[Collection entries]
------------------------------------
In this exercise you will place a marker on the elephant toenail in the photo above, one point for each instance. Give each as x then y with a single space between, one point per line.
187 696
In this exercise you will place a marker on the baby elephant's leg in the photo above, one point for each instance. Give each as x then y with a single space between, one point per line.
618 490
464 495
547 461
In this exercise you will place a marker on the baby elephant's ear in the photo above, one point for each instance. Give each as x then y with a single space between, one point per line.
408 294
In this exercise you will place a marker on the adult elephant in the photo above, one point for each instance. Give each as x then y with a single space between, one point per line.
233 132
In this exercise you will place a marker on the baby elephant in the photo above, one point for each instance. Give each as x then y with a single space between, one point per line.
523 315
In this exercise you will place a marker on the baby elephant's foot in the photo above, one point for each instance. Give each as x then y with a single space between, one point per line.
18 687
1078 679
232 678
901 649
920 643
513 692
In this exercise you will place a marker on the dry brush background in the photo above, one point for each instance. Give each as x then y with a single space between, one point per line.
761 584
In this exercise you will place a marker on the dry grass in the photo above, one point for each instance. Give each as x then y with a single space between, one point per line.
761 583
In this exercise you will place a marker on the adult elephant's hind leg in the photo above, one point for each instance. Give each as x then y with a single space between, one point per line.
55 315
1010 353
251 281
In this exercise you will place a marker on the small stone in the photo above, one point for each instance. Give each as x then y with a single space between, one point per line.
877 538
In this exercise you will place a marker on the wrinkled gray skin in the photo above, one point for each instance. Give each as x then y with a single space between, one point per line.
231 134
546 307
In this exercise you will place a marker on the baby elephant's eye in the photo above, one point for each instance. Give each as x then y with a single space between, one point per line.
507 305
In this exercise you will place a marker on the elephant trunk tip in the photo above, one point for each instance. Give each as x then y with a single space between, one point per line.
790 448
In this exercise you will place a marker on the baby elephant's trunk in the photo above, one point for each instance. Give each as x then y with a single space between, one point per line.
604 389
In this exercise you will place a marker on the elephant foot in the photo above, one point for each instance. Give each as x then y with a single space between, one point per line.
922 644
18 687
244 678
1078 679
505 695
------------------------------------
_Instructions for the task:_
Convert all the items above into a JSON list of strings with one string per line, omitting any blank lines.

_Task result:_
[
  "In this exercise you will place a marker on the elephant toenail in the photo above, one point for each instance. Give each as x then y with a single space between, one point per line.",
  "187 696",
  "In this exercise you will place a marker on the baby elephant's leg in the photo above, one point for each instance. Give each as x then y with a single space between, one point per line.",
  "618 490",
  "464 495",
  "547 461",
  "In this exercise you will place a marker on the baby elephant's ear in the photo above, one point for each instance. Give each as x then y with a single space between, one point per line.",
  "408 294",
  "In this exercise you will place a marker on the adult elephant in the photo above, one point for each instance. Give each as x then y with a single space between, one point per line.",
  "233 132",
  "In this exercise you will place a marker on the baby elephant in the photo above, one point for each instance. Give each as x then y with a single space between, one point per line.",
  "523 315",
  "In this exercise you will place a marker on the baby elephant's foot in the photo above, one point for each instance. Give each as x then y with a single space between, one point per line.",
  "18 687",
  "1078 679",
  "232 678",
  "901 649",
  "920 643",
  "513 692",
  "In this exercise you will place a marker on the dry brush background in the photo above, one point for each instance. Give each as x then y with a single space between, one point per line.",
  "761 584",
  "In this exercise you will place a marker on the dry grass in the photo above, one point for each instance. Give each as x then y with a single space between, one point per line.",
  "761 583",
  "In this exercise you will place a marker on the adult elephant's hind leg in the photo above, one point for each instance. Give each as x then y with a single space between, one point per line.",
  "55 315",
  "1010 353",
  "251 281",
  "In this exercise you will place a marker on the small stone in the photo above, one point for each instance. Give each as x then y with a single space between, one point per line.",
  "877 538",
  "In this exercise you will place a marker on the wrinkled gray skin in the photo above, one point for each instance. Give each as x then y with a single space between, one point per line.",
  "231 134",
  "546 307",
  "In this exercise you will place a marker on the baby elephant's eye in the photo above, one point for each instance. Give each as x then y with a single space between, one point per line.",
  "507 305",
  "In this exercise you will place a marker on the elephant trunk tip in the photo above, one point for each instance. Give each as x then y with a single space between, one point per line.",
  "790 448",
  "In this exercise you will place a marker on the baby elephant's trunk in the photo above, one point for each instance. Give each as x then y with a single space between, one point per line.",
  "604 389",
  "In this exercise you will place a marker on the elephant foot in the photo above, one point for each instance. Give each as x then y with a single space between, one point per line.",
  "922 644",
  "18 687",
  "244 678",
  "1078 679",
  "505 695"
]